▶ Фрагмент текста:
--------
Френсис Бэкон был не единственным, кто отрицал остроумие как аргумент или доказательство в научной полемике. Уильям Гилберт в книге «О магните» дистанцируется от риторических форм репрезентации знания, особенно от тех, которые основаны на остроумии: «…греческие аргументы и греческие слова не могут ни остроумнее доказать истину, ни лучше разъяснить ее. Наша наука о магните далека от большинства их принципов и правил. Мы не придали этому нашему произведению никаких прикрас красноречия и словесного убранства, но имели в виду одно: излагать трудные и не известные до сих пор вещи в той словесной форме и такими словами, какие необходимы для того, чтобы эти вещи стали вполне понятными» [392] . Гилберт воспринимает риторическую изысканность в научных текстах не просто как ненужное украшение, но и как способ затемнить высказывание, сделать его непонятным. Дискурсивная стратегия Гилберта отвечает принципу максимальной доступности научного знания, в том числе и знания, добытого им.
392
Гильберт В. Указ. соч. С. 9–10.
--------
▶ Материал:
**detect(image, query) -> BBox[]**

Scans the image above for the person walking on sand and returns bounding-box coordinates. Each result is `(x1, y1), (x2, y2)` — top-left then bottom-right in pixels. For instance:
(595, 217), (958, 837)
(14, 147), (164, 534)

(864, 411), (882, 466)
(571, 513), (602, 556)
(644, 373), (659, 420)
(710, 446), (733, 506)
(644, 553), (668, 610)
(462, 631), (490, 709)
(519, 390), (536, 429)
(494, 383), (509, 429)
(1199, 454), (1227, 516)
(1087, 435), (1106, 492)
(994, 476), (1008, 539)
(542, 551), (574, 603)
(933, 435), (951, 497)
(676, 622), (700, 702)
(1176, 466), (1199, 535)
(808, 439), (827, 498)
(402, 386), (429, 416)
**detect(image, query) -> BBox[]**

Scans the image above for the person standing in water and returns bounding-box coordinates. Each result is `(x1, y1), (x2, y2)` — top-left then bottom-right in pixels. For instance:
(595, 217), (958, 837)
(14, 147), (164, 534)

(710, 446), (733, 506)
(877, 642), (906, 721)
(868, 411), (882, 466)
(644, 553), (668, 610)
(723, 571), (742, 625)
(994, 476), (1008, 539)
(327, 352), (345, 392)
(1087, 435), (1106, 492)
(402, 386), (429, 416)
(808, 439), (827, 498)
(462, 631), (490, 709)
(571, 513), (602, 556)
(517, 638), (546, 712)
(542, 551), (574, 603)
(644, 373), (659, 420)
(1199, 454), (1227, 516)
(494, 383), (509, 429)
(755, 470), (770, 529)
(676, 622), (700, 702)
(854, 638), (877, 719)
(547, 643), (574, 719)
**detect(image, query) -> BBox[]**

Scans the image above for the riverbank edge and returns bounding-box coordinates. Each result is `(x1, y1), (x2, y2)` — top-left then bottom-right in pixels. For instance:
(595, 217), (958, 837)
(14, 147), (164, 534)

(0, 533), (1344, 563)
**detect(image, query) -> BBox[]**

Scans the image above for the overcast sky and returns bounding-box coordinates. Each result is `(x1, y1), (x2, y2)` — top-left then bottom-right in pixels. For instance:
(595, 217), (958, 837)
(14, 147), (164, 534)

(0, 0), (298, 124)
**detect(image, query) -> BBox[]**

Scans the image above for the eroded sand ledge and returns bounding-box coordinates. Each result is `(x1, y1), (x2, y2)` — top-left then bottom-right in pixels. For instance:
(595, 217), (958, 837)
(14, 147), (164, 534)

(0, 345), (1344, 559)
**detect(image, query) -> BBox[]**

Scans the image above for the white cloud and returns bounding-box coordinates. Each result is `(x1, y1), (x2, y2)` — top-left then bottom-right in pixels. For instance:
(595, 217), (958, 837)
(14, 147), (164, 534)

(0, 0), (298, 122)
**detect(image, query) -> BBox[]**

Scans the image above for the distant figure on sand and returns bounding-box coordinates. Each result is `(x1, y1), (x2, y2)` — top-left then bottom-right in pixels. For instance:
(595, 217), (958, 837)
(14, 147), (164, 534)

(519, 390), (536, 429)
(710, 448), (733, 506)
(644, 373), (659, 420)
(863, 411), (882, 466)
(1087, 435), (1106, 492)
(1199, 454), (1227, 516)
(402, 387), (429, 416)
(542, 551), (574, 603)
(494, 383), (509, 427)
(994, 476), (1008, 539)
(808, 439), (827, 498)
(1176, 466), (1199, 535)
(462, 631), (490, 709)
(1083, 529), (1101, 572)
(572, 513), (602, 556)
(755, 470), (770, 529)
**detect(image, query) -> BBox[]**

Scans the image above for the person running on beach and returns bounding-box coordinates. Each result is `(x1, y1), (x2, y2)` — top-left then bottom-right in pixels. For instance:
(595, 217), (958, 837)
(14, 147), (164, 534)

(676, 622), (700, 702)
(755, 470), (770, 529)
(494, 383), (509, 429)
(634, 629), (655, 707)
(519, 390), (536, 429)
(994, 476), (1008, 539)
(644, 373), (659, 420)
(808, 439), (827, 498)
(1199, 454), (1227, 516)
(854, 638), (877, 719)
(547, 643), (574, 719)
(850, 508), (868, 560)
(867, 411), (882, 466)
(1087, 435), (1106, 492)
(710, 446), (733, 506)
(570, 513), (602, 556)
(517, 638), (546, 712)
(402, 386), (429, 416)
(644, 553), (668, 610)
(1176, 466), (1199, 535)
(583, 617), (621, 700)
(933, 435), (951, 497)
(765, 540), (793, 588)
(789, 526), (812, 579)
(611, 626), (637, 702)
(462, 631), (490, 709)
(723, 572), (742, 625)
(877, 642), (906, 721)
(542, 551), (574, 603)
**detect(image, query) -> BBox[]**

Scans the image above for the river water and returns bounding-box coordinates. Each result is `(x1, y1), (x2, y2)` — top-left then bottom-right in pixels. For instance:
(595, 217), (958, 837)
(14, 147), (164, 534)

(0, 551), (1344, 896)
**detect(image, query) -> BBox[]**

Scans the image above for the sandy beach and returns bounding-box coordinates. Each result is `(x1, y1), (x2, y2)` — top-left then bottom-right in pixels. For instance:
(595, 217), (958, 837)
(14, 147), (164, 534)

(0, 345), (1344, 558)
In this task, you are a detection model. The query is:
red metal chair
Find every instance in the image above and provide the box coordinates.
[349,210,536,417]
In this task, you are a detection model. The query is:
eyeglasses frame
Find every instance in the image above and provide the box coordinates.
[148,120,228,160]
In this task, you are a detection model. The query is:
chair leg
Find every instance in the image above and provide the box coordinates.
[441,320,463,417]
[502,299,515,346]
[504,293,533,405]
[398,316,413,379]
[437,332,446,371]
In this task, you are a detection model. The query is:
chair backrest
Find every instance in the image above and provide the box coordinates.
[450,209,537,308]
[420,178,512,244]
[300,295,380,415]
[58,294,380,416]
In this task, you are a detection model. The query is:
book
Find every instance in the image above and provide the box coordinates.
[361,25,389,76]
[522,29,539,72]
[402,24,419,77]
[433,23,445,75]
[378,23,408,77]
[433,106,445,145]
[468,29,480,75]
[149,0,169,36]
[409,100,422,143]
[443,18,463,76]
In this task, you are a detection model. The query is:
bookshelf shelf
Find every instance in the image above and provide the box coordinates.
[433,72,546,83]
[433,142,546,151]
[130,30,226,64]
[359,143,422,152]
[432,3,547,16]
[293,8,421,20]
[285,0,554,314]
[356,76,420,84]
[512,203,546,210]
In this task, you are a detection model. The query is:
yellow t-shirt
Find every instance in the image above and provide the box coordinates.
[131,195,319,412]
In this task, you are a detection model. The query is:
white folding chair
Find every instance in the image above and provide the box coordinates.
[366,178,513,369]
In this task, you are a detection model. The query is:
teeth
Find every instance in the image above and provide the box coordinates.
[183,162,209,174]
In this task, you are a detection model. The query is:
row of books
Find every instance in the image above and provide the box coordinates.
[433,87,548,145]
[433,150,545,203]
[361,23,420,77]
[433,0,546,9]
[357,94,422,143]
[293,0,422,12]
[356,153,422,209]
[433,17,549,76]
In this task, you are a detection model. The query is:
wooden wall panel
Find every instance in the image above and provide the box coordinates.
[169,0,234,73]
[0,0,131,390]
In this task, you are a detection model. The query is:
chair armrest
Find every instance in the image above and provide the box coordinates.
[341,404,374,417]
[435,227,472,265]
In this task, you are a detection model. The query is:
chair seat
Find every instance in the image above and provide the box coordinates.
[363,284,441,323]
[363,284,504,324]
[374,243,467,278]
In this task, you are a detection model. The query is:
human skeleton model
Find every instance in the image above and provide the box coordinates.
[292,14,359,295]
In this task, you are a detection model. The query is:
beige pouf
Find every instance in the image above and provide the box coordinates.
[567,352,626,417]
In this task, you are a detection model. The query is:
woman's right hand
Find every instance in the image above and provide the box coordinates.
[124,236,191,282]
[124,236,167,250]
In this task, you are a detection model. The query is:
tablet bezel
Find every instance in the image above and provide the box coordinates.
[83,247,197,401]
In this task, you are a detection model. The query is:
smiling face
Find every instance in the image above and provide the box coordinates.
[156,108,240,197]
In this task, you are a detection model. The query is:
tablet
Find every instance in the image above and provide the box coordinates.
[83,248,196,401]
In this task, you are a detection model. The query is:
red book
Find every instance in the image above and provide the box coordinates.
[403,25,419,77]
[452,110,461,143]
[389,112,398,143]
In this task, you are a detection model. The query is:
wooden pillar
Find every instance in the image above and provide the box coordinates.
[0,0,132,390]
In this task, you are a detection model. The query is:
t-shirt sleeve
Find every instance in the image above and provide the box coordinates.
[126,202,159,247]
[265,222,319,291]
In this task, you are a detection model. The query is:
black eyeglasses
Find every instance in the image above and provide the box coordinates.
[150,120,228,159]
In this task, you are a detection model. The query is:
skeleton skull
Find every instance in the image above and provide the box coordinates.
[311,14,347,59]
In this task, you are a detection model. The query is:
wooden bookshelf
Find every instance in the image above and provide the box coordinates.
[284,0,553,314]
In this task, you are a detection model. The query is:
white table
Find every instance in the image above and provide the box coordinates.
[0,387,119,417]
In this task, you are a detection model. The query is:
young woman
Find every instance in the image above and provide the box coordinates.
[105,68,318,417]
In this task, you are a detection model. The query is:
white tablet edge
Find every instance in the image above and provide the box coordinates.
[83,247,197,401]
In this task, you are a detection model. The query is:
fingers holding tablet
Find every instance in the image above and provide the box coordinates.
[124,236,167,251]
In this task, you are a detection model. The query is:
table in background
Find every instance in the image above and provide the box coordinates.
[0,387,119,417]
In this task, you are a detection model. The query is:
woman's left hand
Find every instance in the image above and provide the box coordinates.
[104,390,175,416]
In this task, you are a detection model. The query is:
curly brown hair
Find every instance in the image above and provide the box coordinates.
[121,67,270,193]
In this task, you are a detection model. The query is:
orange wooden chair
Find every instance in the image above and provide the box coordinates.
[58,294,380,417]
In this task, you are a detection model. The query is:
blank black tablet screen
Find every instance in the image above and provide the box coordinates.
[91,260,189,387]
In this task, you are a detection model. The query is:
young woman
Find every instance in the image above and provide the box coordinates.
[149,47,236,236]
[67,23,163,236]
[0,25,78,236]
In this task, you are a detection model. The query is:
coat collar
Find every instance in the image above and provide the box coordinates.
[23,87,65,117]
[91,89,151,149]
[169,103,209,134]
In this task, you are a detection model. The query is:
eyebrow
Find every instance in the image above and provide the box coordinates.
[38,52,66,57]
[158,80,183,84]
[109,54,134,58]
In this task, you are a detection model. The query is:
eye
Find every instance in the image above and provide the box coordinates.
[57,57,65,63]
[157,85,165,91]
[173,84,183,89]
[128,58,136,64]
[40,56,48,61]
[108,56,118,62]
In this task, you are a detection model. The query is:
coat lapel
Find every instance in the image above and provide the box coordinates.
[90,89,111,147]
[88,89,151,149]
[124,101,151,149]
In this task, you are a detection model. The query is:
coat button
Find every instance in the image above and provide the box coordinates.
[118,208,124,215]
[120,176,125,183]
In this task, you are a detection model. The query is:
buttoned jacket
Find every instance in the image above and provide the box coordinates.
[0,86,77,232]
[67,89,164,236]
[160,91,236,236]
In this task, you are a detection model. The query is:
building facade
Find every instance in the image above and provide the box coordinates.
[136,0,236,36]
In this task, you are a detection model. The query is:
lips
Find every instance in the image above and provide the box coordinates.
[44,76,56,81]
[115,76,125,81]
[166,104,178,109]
--------
Извлеките фрагмент текста целиком, сохранив каждое слово и каждый знак без изменений.

Френсис Бэкон был не единственным, кто отрицал остроумие как аргумент или доказательство в научной полемике. Уильям Гилберт в книге «О магните» дистанцируется от риторических форм репрезентации знания, особенно от тех, которые основаны на остроумии: «…греческие аргументы и греческие слова не могут ни остроумнее доказать истину, ни лучше разъяснить ее. Наша наука о магните далека от большинства их принципов и правил. Мы не придали этому нашему произведению никаких прикрас красноречия и словесного убранства, но имели в виду одно: излагать трудные и не известные до сих пор вещи в той словесной форме и такими словами, какие необходимы для того, чтобы эти вещи стали вполне понятными» [392] . Гилберт воспринимает риторическую изысканность в научных текстах не просто как ненужное украшение, но и как способ затемнить высказывание, сделать его непонятным. Дискурсивная стратегия Гилберта отвечает принципу максимальной доступности научного знания, в том числе и знания, добытого им.
392
Гильберт В. Указ. соч. С. 9–10.